> **RECORD EXTRACTS**
○ ○ ○ ○

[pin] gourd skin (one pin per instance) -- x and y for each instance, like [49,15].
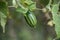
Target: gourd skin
[30,19]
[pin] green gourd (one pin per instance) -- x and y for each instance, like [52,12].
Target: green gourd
[30,19]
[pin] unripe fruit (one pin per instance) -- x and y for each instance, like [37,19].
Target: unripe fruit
[30,19]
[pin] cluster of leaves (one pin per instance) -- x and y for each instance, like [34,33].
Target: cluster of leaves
[23,6]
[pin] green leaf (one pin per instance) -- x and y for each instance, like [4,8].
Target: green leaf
[44,2]
[56,19]
[14,3]
[3,21]
[56,1]
[3,14]
[32,7]
[21,10]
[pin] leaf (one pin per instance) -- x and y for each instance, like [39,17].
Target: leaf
[3,21]
[56,1]
[3,14]
[32,7]
[14,3]
[21,10]
[56,18]
[44,2]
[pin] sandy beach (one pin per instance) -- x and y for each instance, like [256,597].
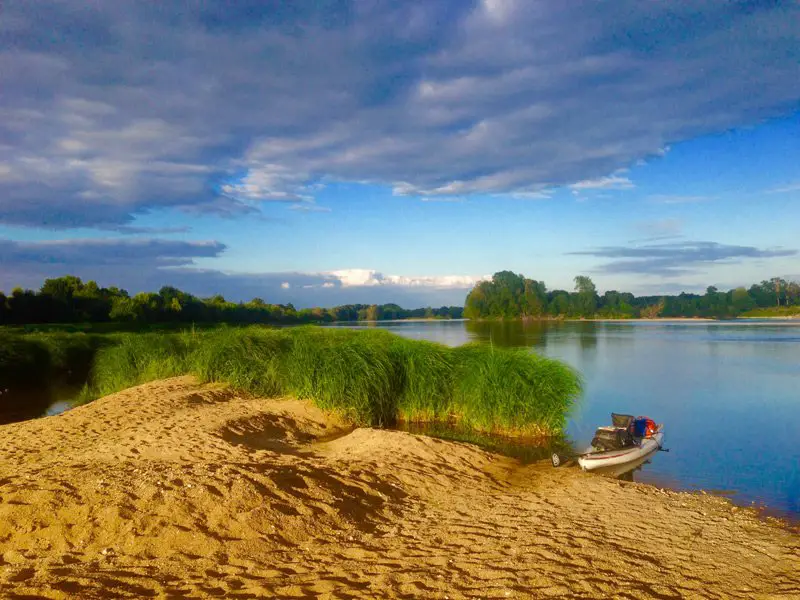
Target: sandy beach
[177,489]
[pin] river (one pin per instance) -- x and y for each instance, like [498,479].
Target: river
[728,394]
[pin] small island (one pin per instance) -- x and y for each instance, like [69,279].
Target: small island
[513,296]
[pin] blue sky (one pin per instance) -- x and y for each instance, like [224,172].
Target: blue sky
[334,152]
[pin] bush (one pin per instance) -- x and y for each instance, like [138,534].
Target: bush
[369,377]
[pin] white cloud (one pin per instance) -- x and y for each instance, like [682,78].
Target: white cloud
[612,182]
[226,109]
[793,187]
[678,199]
[368,277]
[309,207]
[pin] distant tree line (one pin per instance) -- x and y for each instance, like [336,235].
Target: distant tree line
[509,295]
[70,300]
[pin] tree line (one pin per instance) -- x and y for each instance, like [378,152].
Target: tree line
[70,300]
[509,295]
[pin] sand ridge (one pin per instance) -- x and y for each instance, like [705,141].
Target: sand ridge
[177,489]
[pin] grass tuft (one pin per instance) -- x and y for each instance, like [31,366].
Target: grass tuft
[370,377]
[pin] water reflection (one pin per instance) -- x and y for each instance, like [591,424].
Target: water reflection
[21,404]
[727,392]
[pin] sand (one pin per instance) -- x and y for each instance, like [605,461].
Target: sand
[176,489]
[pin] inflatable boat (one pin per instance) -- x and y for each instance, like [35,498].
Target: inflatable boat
[623,446]
[637,451]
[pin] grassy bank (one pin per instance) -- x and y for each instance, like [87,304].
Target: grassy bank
[772,312]
[370,377]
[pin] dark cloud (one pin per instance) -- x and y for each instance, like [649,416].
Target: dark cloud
[77,254]
[675,258]
[111,109]
[148,264]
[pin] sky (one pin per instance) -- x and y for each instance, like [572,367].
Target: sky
[324,152]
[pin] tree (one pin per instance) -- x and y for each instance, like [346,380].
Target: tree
[587,295]
[741,300]
[373,313]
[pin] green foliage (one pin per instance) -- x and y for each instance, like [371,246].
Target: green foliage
[137,358]
[370,377]
[513,388]
[513,296]
[70,300]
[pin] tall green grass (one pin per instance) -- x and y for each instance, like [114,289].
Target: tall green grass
[370,377]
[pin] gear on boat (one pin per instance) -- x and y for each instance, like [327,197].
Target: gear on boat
[625,430]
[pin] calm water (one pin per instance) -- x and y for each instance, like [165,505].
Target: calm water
[728,394]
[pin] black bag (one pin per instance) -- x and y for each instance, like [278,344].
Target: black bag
[606,438]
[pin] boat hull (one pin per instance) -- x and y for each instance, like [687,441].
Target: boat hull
[617,458]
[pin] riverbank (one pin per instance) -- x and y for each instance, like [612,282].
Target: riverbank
[175,488]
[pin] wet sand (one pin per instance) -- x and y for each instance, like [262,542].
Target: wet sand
[176,489]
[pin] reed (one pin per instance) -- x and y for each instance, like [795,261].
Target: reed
[370,377]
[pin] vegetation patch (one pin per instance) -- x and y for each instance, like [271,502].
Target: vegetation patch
[372,378]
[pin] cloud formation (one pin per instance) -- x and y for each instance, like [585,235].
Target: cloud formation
[113,109]
[148,264]
[675,258]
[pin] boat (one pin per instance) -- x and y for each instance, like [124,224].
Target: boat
[627,444]
[639,450]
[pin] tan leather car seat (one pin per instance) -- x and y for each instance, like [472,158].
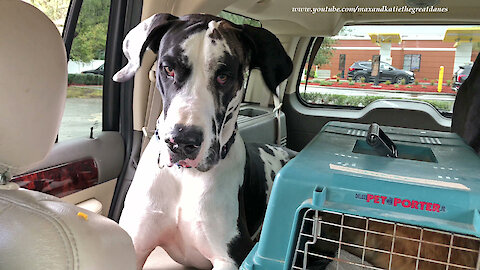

○ ○ ○ ○

Write out all the entries above again, putting "one point per instance" wherever "one pin per instance" appears and changing nothing else. Leave out the pictures.

[pin] gourd skin (one point per instance) -- x and y for each instance, like [49,15].
Target: gourd skin
[30,19]
[pin] green gourd (one point per instance) -- x and y for each instance, like [52,12].
Target: green gourd
[30,19]
[pin] unripe fruit (one point per instance) -- x and y for each instance, like [37,19].
Target: unripe fruit
[30,19]
[pin] cluster of leaves (one point per instance) -- x and y for each instance, like [34,33].
Target: cluster of leaves
[23,6]
[pin] green leaf (one point per instance) -- x and y for each instance, like [4,8].
Target: green leaf
[44,2]
[56,19]
[14,3]
[3,21]
[56,1]
[3,14]
[32,7]
[21,10]
[pin] leaf (one point per instance) -- x and y for each instance, like [39,17].
Target: leaf
[3,21]
[56,1]
[3,14]
[32,7]
[14,3]
[21,10]
[56,18]
[44,2]
[pin] sandy beach (one point per instance) -- x and y for each instance, like [256,597].
Target: sandy beach
[177,489]
[pin] river (one point per instance) -- x and y for each instance, like [498,479].
Target: river
[728,394]
[pin] small island (one point per instance) -- x and y for each instance, like [69,279].
Target: small island
[513,296]
[pin] blue sky (one point per instance) -- x and y for each instance, like [224,172].
Target: blue sky
[334,152]
[pin] bush (one point per instance) -- x and y for each instance, like [138,534].
Target: bush
[369,377]
[pin] white cloud (one point per instance) -- x and y for each instance, like [682,78].
Target: white cloud
[612,182]
[226,109]
[793,187]
[678,199]
[368,277]
[309,207]
[pin] distant tree line (one point per instance) -- x and y for each instance, like [336,235].
Target: distant tree line
[509,295]
[70,300]
[pin] tree line (one point per instance) -- x and y for each instance, like [378,152].
Target: tree line
[70,300]
[509,295]
[pin] sand ridge (one point per instance) -- x and y for each instance, like [705,141].
Target: sand ridge
[177,489]
[pin] grass tuft (one point per instance) -- x and y for each instance, like [31,366].
Target: grass tuft
[370,377]
[pin] water reflection (one point per instance) -- x and y for each instance, like [591,424].
Target: water reflection
[21,404]
[727,392]
[pin] sand (one point per instance) -- x and y for each instance, like [605,461].
Target: sand
[176,489]
[pin] inflatable boat (one point per instance) -- x and y for each instance, like [35,498].
Target: inflatable boat
[623,446]
[637,451]
[pin] grassy bank (one point per instance) -- x and y for each instance, like [87,304].
Target: grassy bank
[772,312]
[370,377]
[pin] dark cloud (one point per instance) -- x and y for each instance, like [649,416].
Target: dark cloud
[77,254]
[675,258]
[111,109]
[148,264]
[pin] sky (one point per instance) -- x and y for each instance, like [572,367].
Target: sky
[324,152]
[pin] tree (one point per instance) -- x and y for each instance, like [346,380].
Target: tree
[587,295]
[741,300]
[373,313]
[pin] green foliage (one point per instance) -- x and y for each instance, like [371,246].
Target: green foliage
[137,358]
[370,377]
[513,388]
[513,296]
[70,300]
[pin] tall green grass (one point per instance) -- x and y for each instance, like [114,289].
Target: tall green grass
[370,377]
[pin] gear on boat (one point per instance) -- x and y for each instance, like [327,197].
Target: gear on boat
[625,430]
[pin] calm water (one point per instance) -- x and y for each instance, like [165,505].
Target: calm water
[728,394]
[pin] black bag (one point per instance) -- x and y for each instance, like [278,344].
Target: black bag
[606,438]
[pin] boat hull (one point per instance) -- x and y for each instance, like [687,441].
Target: boat hull
[617,458]
[pin] riverbank (one point per instance) -- x and y for each instance, like [612,282].
Target: riverbank
[175,488]
[pin] wet sand (one point per instance) -- x and y for each instance, like [262,542].
Target: wet sand
[176,489]
[pin] reed (one point per instance) -- x and y for each instance, like [795,261].
Target: reed
[370,377]
[pin] vegetation patch (one point per instance) -- x and y for each instance, like [271,502].
Target: vegetation patch
[372,378]
[pin] cloud formation (one point per instance) -- x and y for each instance, like [585,235].
Target: cloud formation
[113,109]
[148,264]
[675,258]
[pin] boat (one point per instance) -- x and y for each instance, like [124,224].
Target: boat
[627,444]
[639,450]
[pin] tan leather car seat (one point per instance) -- x and y for each instance, like [472,158].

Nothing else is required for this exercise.